▸ **Consigne 1**
Indiquez combien de lignes des enregistrements contiennent le mot « embroidered », en respectant la casse. Donnez uniquement ce nombre.
┄┄┄┄┄┄┄┄┄┄
Il est des soirs où l’accord entre l’instrument, son interprète et les œuvres jouées est tel que les mots semblent inutiles et comme dérisoires. C’est à ce miracle que les spectateurs du Festival de La Roque d’Anthéron ont assisté le 3 août. 
Le concert d’Arcadi Volodos était plus qu’attendu : l’an passé, il avait dû renoncer à venir pour raisons de santé. Cette année, son programme schubertien nous fit entrer dans l’étoffe même de la musique.

Le temps de traverser l’immense plateau de la scène sur pilotis, surplombant légèrement l’eau du petit lac du parc de Florans, de s’asseoir sur une petite chaise aux barreaux noirs, de lever la tête vers le ciel comme pour accorder sa respiration au diapason de la nature environnante, et le pianiste pose ses mains sur le clavier en un geste d’une naturelle évidence.  

Arcadi Volodos / La Roque d'Anthéron 2025 © Valentine Chauvin

Alors la magie opère, dès les premières notes, sorcellerie époustouflante où la mécanique du piano s’oublie. Le son est un velours qui se fond dans l’air du soir, résonne avec rondeur jusque dans les pianissimi les plus ténus, poétise l’instant, s’emporte, stratosphérique dans la Rhapsodie hongroise n° 13 de Liszt.

Vaporeuses images

Les Six Moments musicaux de Schubert sont autant de miniatures aux contours ciselés probablement écrites dans les années 1822-1825. Leur concision justifie leur nom, mais la variété des atmosphères et la richesse de leur palette sonore en font un chef-d’œuvre où frémissent fraîcheur d’une émotion, humeur sombre, rêverie abandonnée, échos de tableaux de genre, silhouette d’une montagne, ioulement d’un berger, fanfare de cors, danse légère, sourde inquiétude, tendresse entre sourire et larmes… 
Les deux transcriptions de Liszt de Litanei auf das Fest aller Seelen et de Der Müller und der Bach (extrait de Die schöne Müllerin) font se rejoindre la lecture aérienne de l’auteur des Années de Pèlerinage, et la fragilité des notes de Schubert. Les quatre œuvres sont enchaînées sans pause, et leur tissage s’emplit de résonances.
┄┄┄┄┄┄┄┄┄┄
▸ **Consigne 2**
Citez le passage du compte rendu du concert qui commence par « Le temps de » et se termine par « d’une naturelle évidence. ».

▸ **Enregistrements présentés**
┄┄┄┄┄┄┄┄┄┄
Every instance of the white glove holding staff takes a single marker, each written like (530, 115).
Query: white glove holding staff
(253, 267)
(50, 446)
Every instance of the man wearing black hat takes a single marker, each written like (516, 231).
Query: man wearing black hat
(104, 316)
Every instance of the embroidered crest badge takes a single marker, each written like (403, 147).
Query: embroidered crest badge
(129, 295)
┄┄┄┄┄┄┄┄┄┄
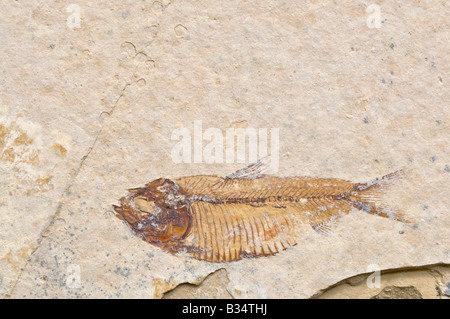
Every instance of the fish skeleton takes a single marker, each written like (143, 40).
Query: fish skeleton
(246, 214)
┄┄┄┄┄┄┄┄┄┄
▸ **Résultat 1**
2

▸ **Résultat 2**
Le temps de traverser l’immense plateau de la scène sur pilotis, surplombant légèrement l’eau du petit lac du parc de Florans, de s’asseoir sur une petite chaise aux barreaux noirs, de lever la tête vers le ciel comme pour accorder sa respiration au diapason de la nature environnante, et le pianiste pose ses mains sur le clavier en un geste d’une naturelle évidence.